Source data:
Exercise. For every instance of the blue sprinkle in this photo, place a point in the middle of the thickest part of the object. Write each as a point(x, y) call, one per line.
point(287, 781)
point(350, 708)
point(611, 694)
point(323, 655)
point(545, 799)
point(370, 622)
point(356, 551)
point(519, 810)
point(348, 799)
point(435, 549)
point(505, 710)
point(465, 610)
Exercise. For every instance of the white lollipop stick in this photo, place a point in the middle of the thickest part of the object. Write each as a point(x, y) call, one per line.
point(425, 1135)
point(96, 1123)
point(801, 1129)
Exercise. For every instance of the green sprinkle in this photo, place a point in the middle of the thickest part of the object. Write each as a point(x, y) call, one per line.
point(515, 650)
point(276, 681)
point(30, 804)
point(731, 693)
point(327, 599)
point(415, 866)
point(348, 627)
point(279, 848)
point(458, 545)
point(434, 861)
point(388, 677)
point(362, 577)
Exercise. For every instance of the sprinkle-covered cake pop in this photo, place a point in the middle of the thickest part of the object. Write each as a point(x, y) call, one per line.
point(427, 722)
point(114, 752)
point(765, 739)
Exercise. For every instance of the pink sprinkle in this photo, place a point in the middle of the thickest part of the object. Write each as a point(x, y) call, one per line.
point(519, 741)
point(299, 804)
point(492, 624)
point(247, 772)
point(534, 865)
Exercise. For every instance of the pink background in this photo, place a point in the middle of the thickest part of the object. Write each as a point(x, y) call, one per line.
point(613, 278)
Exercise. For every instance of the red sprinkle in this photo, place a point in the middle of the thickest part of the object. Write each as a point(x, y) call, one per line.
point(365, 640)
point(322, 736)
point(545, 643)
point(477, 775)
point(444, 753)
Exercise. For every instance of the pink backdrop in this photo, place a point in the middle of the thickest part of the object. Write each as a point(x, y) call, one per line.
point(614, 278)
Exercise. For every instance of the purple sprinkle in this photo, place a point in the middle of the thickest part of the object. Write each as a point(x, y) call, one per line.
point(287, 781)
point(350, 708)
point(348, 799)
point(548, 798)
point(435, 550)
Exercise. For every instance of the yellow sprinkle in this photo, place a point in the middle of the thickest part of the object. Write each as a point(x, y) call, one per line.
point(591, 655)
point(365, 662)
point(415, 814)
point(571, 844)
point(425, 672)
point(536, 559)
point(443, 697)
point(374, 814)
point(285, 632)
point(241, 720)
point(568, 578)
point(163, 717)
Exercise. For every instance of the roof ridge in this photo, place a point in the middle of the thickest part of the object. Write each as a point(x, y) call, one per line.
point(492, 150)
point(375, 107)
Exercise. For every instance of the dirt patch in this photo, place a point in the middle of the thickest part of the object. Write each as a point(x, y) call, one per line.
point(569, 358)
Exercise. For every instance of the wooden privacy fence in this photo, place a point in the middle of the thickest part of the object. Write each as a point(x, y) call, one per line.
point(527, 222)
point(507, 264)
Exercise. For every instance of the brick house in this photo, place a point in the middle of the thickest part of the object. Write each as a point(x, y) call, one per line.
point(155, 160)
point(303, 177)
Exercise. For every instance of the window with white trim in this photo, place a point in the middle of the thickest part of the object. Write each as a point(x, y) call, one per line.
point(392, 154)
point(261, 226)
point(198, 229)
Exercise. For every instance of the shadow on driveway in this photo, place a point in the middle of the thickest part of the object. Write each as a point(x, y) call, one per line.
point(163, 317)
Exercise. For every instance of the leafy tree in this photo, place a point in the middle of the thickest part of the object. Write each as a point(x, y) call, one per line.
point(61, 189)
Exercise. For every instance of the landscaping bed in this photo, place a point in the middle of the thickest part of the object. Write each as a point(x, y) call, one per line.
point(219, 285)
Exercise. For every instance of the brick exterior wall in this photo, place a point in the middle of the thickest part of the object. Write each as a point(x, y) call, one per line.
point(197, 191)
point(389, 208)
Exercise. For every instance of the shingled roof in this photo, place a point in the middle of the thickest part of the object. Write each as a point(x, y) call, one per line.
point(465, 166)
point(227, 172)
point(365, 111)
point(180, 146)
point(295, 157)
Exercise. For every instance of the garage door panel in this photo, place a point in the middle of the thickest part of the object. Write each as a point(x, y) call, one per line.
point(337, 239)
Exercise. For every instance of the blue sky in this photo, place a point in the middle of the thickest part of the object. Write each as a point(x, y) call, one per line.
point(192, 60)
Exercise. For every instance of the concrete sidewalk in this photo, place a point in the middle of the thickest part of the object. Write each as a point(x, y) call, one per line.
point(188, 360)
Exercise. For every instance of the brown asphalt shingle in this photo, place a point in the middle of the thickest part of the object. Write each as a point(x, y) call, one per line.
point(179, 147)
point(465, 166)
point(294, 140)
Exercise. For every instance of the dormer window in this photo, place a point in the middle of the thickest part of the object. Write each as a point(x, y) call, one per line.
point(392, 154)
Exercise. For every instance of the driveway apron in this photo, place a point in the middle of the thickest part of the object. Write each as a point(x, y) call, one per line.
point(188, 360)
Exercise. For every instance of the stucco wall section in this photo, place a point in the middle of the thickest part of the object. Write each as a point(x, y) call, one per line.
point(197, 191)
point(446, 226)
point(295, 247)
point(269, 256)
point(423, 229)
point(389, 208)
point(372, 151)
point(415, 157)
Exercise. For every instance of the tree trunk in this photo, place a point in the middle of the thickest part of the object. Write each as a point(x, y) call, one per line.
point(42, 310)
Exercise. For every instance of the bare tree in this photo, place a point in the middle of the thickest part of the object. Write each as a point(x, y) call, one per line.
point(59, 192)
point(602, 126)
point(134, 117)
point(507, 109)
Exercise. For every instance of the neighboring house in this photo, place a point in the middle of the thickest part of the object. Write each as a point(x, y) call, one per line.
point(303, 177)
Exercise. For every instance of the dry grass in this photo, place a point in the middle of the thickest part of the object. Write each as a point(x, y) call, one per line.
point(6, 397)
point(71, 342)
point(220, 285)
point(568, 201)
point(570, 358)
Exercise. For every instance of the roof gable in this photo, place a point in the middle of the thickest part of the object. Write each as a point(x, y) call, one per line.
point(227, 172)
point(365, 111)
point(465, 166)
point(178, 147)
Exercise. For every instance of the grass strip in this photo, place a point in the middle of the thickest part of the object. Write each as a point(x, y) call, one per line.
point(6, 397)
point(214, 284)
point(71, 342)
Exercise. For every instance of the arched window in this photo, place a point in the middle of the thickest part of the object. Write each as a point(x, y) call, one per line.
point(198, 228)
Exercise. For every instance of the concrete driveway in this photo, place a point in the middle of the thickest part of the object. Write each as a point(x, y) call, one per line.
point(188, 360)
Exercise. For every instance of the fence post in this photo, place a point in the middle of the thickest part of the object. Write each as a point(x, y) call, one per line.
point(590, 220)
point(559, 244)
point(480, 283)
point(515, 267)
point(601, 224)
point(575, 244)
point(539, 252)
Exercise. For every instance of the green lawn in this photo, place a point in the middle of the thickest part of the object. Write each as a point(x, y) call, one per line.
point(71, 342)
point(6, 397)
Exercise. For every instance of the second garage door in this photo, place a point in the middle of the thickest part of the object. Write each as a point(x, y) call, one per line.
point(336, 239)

GOAL OF THE EXERCISE
Each entry above needs to be retyped exactly.

OUTPUT FOR THIS EXERCISE
Exercise. For every instance of the blue sprinkle in this photo, place a point in the middle of the thickest part of the object. Write each as a point(x, y) call, one per line.
point(287, 781)
point(350, 708)
point(611, 694)
point(323, 655)
point(545, 799)
point(370, 622)
point(356, 551)
point(519, 810)
point(348, 799)
point(435, 549)
point(505, 710)
point(465, 610)
Exercise. For every instance of the white lollipop stick in this photo, place a point in the middle of the thickest part of the object. Write each as a point(x, y) call, one per line.
point(425, 1135)
point(96, 1123)
point(801, 1129)
Exercise. For every instance of the green sprinkle in this photo, place a point in the middle of the thickest part of the object. Write each as a point(x, y) call, one per line.
point(515, 650)
point(276, 681)
point(30, 804)
point(731, 693)
point(327, 599)
point(415, 866)
point(348, 627)
point(279, 848)
point(458, 545)
point(434, 861)
point(388, 677)
point(362, 577)
Exercise. For every instance of the sprinkle-covered cake pop in this photo, place a point in the middle of the thickest part of the object. Write each as a point(x, y) call, one per line.
point(427, 722)
point(114, 752)
point(765, 739)
Exercise. For every instance of the pink sprinkle in this photo, place a point in the middle of the thickest part of the object. Write each as a point(x, y) call, one per line.
point(519, 741)
point(299, 804)
point(492, 624)
point(247, 772)
point(534, 865)
Exercise. For every instance of the pink background in this photo, place a point in the middle of the thickest part of the object. Write each as a point(x, y) call, one per line.
point(613, 278)
Exercise. For every instance of the red sprinkle in this photo, place a point in the middle of the thickest part of the object. Write each as a point(x, y) call, one per line.
point(365, 640)
point(322, 736)
point(545, 643)
point(477, 775)
point(444, 753)
Exercise. For every instance of the pink backdrop in this photo, place a point in the middle of the thickest part of the object. Write each as a point(x, y) call, one per line.
point(614, 278)
Exercise. For every instance of the purple sprinkle in this photo, place a point in the middle of the thickest part of the object. Write each as a point(x, y) call, one per line.
point(287, 781)
point(350, 708)
point(348, 799)
point(548, 798)
point(435, 550)
Exercise. For every instance of the yellow sprinkle in this photo, place a point in the middle of the thickest part of the object. Write each as a point(x, y) call, one per line.
point(591, 655)
point(365, 662)
point(415, 814)
point(571, 844)
point(425, 672)
point(536, 559)
point(443, 697)
point(374, 814)
point(285, 632)
point(241, 720)
point(568, 578)
point(163, 717)
Exercise. For every instance of the roof ridge in this photo, place a point in the middle of the thickest part of the object. Write each as a point(x, y) call, one per line.
point(492, 150)
point(375, 107)
Exercise. For every instance of the dirt patch in this photo, place a point in the middle of the thickest part of the object. Write each as a point(x, y) call, one per line.
point(569, 358)
Exercise. For every instance of the wooden privacy fence in this photo, place a point in the middle of the thickest part of the object. Write each as a point(x, y) call, one per line.
point(527, 222)
point(507, 264)
Exercise. For every instance of the brick house in this photo, place a point in the middle of the thickest part of the object. Write each as a point(x, y) call, one per line.
point(155, 160)
point(303, 177)
Exercise. For every instance of the window with white trim in this photo, place a point in the middle of the thickest part of the object. Write each as a point(x, y) call, one per line.
point(392, 154)
point(261, 226)
point(198, 229)
Exercise. For every instance of the shadow on driveway in this photo, place a point in the middle of the thickest part of the object. Write each as a point(x, y) call, one per line.
point(163, 317)
Exercise. For every instance of the leafy tree in this photo, place a point in the middle of the thickest part of the object. Write each as a point(x, y) call, one per line.
point(61, 189)
Exercise. For every instance of the landscaping bed in this photo, place a point in the middle of the thickest part of the object. Write each as a point(x, y) call, one per line.
point(219, 285)
Exercise. For every instance of the brick exterior wall in this photo, place a point in the middle of the thickest part of the object. Write each as a point(x, y) call, one per line.
point(197, 191)
point(389, 208)
Exercise. For every instance of the shingled roof in this photo, place a point in the middle of the thickest part of the object. Write each as a point(x, y) call, one per line.
point(465, 166)
point(227, 172)
point(365, 111)
point(180, 146)
point(295, 157)
Exercise. For every instance of the garage door panel in this photo, place a point in the middle of the thickest part of the object. Write each as a point(x, y) call, one per line.
point(337, 239)
Exercise. For every instance of the blue sky in this photo, place a point in the middle of the thickest part of the object. Write each as a point(x, y) call, one per line.
point(192, 60)
Exercise. For every instance of the concrete sidewalk in this photo, place a point in the middle of the thickest part of the object. Write each as a point(x, y) call, one per line.
point(188, 360)
Exercise. For every instance of the brown asphalt shingle in this photo, place a point in the middle of the thickest part of the object. Write each as a point(x, y) call, one per line.
point(179, 147)
point(465, 166)
point(294, 140)
Exercise. For every instance of the dormer window in this photo, place a point in the middle of the thickest part of the object. Write each as a point(x, y) call, one per line.
point(392, 154)
Exercise. For every instance of the driveway apron in this photo, place a point in the middle of the thickest part of the object. Write each as a point(x, y) call, one per line.
point(188, 360)
Exercise. For every instance of the stucco wall section in this photo, place a point in the middle of the thickest part of the object. Write each as a point(x, y) call, one per line.
point(197, 191)
point(446, 226)
point(295, 247)
point(269, 256)
point(423, 229)
point(389, 208)
point(372, 151)
point(415, 157)
Exercise. For every instance of the tree trunk in this photo, place a point in the middle of the thickest part of the object. Write each as a point(x, y) call, one per line.
point(42, 310)
Exercise. For every instance of the bare tree in this photo, place a point in the middle of the thickest part of the object. Write each as a point(x, y) call, one per line.
point(59, 192)
point(602, 126)
point(134, 117)
point(507, 109)
Exercise. For every instance of the neighboring house in this photo, place a point in the middle of the thickest part of the object. Write each as a point(x, y) call, one per line.
point(303, 177)
Exercise. For every instance of the dry grass in this photo, place a point in the middle of the thickest part of the object. Write each as a point(x, y) call, one per line.
point(6, 397)
point(71, 342)
point(220, 285)
point(568, 201)
point(570, 358)
Exercise. For every instance of the roof gable in this photo, place a point in the middle of the thickest part of the object. Write each as a point(x, y) call, one per line.
point(227, 172)
point(365, 111)
point(465, 166)
point(178, 147)
Exercise. For every instance of the grass strip in this photo, place a point in the middle of the thickest part of the object. Write each as a point(x, y) call, one per line.
point(6, 397)
point(214, 284)
point(71, 342)
Exercise. For every instance of the arched window in this photo, place a point in the middle of the thickest part of the object. Write each as a point(x, y) call, one per line.
point(198, 228)
Exercise. For every instance of the concrete driveway in this photo, place a point in the middle of the thickest part of the object. Write each as a point(x, y) call, one per line.
point(188, 360)
Exercise. For every instance of the fence post in this photo, place a point in the middle of the thickest part of the object. Write each as a point(x, y) call, one per line.
point(590, 220)
point(559, 244)
point(480, 283)
point(515, 267)
point(601, 224)
point(575, 244)
point(539, 252)
Exercise. For every instance of the green lawn in this photo, place a point in the middle of the thickest part of the object. Write each as a point(x, y) call, one per line.
point(71, 342)
point(6, 397)
Exercise. For every instance of the second garage door in this photo, place a point in the middle of the thickest part of the object. Write each as a point(x, y) call, one per line.
point(336, 239)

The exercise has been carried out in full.